• The task
Return every line of the records below that contains the string "pillar".

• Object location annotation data

+++++

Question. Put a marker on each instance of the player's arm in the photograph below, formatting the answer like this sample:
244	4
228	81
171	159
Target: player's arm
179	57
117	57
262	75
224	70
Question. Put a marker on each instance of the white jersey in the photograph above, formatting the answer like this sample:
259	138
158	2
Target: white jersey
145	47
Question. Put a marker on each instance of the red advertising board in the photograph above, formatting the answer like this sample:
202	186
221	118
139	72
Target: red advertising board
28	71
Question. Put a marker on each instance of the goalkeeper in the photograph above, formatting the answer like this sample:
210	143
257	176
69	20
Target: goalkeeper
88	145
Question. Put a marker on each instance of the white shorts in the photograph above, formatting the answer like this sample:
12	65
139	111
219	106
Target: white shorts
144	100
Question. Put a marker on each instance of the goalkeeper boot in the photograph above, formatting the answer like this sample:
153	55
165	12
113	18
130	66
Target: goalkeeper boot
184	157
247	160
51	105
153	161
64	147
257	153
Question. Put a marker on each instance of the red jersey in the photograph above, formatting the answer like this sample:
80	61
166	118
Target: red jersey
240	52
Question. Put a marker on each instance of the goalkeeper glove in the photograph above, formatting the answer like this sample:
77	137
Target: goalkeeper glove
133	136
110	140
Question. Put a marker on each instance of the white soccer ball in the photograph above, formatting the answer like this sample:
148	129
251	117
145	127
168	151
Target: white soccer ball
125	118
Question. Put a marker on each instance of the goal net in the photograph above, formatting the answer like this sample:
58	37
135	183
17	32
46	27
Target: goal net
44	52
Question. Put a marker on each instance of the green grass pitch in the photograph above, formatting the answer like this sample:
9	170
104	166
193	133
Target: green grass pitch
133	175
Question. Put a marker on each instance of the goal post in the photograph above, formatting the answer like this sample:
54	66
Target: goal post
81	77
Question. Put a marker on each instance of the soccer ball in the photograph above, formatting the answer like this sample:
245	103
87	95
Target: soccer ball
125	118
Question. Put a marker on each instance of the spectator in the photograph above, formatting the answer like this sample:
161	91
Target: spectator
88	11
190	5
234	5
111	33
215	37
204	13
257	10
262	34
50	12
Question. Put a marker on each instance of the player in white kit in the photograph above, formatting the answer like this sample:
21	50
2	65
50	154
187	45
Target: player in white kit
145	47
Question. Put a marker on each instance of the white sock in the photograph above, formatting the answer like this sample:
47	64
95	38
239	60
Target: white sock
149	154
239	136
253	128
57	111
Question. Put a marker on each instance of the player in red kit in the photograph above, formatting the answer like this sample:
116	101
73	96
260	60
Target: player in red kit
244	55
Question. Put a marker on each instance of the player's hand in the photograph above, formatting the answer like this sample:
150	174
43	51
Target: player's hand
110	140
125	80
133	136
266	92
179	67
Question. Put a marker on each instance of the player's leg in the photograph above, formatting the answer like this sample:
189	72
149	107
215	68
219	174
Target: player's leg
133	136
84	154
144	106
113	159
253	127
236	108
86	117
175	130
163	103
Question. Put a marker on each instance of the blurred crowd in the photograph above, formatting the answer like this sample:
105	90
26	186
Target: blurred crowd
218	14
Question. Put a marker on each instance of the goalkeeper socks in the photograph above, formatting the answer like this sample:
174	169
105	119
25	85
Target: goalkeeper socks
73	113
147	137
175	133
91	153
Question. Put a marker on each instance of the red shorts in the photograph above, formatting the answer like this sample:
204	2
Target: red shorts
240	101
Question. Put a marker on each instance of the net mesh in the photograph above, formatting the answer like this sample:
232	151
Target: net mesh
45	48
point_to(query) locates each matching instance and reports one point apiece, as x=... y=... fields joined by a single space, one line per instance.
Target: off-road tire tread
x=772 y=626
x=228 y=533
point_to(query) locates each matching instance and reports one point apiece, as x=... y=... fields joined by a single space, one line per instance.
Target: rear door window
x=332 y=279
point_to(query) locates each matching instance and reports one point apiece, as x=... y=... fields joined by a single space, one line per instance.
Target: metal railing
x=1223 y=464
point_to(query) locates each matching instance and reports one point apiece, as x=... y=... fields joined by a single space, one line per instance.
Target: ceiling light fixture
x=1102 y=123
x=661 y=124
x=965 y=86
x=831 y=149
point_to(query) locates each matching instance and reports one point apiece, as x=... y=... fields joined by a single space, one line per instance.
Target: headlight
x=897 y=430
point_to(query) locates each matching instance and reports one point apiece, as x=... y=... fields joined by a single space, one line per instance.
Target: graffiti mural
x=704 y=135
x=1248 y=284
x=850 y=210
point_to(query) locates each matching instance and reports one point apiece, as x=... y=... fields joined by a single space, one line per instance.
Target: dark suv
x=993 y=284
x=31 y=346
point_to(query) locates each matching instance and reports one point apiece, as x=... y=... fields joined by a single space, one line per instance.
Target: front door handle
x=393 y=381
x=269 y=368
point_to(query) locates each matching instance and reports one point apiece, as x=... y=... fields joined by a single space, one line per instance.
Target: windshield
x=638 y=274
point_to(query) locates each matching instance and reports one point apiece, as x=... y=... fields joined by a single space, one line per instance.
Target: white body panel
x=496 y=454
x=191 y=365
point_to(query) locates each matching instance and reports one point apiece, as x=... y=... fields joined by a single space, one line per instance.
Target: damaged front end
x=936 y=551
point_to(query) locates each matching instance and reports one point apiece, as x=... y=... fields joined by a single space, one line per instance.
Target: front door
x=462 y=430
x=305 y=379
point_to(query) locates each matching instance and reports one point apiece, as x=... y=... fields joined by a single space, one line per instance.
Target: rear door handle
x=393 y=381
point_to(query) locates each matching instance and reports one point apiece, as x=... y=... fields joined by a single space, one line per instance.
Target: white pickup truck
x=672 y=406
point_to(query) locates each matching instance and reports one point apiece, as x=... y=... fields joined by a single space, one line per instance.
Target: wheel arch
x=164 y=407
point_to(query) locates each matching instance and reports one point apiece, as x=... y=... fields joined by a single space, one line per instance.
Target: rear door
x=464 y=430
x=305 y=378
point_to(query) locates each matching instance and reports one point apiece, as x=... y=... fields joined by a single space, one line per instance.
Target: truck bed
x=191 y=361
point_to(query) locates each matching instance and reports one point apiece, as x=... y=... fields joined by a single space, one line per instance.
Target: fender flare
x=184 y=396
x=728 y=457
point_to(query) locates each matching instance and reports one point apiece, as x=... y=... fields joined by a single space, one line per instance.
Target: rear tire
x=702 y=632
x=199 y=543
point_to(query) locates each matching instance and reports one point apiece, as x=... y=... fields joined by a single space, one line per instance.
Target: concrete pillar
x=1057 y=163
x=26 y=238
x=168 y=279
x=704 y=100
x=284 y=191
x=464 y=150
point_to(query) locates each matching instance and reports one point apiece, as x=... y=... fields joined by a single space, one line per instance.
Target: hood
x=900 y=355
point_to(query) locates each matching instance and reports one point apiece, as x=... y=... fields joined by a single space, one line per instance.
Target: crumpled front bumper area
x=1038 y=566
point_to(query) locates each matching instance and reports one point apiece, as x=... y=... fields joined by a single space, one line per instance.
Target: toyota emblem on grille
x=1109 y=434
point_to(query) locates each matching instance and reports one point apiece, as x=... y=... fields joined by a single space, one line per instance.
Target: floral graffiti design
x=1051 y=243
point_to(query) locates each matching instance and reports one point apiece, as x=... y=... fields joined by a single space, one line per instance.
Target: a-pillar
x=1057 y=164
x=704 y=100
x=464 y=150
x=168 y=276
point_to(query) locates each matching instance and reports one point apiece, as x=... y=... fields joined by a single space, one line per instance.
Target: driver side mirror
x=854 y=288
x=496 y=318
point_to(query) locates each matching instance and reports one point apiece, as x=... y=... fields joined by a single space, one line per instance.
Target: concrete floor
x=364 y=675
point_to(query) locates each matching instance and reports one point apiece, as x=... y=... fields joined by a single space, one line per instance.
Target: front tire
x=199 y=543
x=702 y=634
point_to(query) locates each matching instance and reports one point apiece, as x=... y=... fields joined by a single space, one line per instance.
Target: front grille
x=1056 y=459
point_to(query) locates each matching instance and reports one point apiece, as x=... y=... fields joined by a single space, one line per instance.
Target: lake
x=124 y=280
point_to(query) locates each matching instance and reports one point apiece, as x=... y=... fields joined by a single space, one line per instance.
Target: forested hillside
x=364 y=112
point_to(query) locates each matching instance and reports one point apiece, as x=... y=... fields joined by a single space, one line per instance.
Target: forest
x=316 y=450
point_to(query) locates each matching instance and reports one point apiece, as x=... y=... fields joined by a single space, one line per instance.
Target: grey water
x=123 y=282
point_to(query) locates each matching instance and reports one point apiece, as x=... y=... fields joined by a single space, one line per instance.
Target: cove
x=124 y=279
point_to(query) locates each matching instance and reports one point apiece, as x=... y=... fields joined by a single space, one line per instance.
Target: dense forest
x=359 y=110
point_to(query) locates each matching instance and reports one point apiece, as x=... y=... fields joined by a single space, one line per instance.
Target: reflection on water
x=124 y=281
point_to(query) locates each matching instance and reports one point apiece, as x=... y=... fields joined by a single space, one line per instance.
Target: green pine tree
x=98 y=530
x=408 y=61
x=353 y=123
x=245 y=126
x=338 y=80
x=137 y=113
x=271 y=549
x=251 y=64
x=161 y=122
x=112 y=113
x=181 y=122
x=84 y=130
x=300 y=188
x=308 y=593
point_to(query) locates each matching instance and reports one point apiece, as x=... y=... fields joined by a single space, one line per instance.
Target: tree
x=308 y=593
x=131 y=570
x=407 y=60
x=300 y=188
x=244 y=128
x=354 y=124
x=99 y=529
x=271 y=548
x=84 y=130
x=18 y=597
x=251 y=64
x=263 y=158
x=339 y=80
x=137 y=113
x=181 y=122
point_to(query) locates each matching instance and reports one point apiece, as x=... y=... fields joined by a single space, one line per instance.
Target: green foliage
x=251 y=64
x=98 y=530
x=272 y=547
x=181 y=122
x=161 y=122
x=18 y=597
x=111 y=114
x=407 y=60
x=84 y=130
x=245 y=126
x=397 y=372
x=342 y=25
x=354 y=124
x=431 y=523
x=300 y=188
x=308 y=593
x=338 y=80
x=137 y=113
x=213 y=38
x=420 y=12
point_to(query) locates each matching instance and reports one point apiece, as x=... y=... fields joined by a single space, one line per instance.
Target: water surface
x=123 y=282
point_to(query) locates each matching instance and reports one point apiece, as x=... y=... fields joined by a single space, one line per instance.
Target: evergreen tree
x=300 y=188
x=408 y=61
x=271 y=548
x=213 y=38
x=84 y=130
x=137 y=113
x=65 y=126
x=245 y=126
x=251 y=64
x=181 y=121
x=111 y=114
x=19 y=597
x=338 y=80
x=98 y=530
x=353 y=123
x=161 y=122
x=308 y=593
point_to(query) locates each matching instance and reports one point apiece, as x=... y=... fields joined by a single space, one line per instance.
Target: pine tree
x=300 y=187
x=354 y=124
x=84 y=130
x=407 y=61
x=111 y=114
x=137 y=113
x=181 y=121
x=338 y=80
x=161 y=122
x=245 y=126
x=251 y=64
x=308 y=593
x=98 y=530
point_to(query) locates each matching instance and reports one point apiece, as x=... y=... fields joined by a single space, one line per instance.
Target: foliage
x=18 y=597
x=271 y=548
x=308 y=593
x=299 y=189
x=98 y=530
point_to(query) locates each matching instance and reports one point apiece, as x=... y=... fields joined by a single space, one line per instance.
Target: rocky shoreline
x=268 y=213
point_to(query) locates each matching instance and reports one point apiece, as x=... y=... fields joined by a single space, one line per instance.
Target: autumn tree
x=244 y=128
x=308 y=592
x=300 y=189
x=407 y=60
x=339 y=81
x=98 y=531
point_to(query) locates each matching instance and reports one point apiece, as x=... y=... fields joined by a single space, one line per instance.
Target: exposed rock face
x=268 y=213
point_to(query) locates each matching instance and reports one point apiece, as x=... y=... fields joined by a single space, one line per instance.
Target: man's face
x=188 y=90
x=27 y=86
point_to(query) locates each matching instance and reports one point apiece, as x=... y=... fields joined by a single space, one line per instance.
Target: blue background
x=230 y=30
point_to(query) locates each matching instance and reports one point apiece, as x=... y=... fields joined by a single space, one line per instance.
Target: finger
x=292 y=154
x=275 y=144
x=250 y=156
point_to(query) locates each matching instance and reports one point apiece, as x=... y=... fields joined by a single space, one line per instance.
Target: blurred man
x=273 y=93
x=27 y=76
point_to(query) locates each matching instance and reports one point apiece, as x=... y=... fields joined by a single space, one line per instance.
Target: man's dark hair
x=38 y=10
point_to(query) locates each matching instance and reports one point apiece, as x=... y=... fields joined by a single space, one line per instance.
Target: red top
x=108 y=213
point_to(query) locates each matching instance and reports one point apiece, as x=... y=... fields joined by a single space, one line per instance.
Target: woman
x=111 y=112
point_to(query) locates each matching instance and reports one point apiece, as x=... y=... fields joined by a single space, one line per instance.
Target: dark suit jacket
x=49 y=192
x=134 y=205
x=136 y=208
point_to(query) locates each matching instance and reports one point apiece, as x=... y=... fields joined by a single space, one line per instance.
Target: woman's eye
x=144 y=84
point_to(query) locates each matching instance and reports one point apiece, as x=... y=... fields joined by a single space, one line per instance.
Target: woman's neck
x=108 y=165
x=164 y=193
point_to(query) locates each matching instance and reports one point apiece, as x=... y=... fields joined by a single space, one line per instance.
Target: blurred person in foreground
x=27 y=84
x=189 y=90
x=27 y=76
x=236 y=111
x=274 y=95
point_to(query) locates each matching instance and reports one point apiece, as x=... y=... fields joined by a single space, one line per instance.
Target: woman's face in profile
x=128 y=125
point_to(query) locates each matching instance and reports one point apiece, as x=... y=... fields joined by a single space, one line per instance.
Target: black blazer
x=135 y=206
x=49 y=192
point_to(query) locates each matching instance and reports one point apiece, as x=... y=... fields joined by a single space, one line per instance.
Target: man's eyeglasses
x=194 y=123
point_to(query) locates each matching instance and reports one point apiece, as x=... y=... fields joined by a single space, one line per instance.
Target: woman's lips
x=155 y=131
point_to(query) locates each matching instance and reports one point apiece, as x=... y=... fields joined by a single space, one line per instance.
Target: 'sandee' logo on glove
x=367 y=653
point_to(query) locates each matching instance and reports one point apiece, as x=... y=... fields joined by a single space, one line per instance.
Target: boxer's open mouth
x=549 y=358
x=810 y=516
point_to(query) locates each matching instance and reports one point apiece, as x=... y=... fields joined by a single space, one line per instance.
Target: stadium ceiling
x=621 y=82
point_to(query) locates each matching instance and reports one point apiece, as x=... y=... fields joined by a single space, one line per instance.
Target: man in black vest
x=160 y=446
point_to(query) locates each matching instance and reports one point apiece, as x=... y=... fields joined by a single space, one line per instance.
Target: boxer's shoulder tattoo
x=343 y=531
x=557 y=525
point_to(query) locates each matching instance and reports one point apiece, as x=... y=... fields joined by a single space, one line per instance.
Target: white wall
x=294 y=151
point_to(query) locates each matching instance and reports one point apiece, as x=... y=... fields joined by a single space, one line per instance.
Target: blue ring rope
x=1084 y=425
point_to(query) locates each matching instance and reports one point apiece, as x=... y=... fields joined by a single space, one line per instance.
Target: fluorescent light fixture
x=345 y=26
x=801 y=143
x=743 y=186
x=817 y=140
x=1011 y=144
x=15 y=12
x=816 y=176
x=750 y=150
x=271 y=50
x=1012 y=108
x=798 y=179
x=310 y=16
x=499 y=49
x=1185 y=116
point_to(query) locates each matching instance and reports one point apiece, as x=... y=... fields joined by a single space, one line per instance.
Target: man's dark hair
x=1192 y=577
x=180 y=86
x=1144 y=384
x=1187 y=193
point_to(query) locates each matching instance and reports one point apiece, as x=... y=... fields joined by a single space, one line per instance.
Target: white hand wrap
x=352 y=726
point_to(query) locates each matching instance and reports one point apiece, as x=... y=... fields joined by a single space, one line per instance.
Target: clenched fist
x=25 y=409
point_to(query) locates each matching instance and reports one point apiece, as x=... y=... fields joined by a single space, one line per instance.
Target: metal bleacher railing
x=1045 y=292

+++++

• The answer
Target: concrete pillar
Target: a-pillar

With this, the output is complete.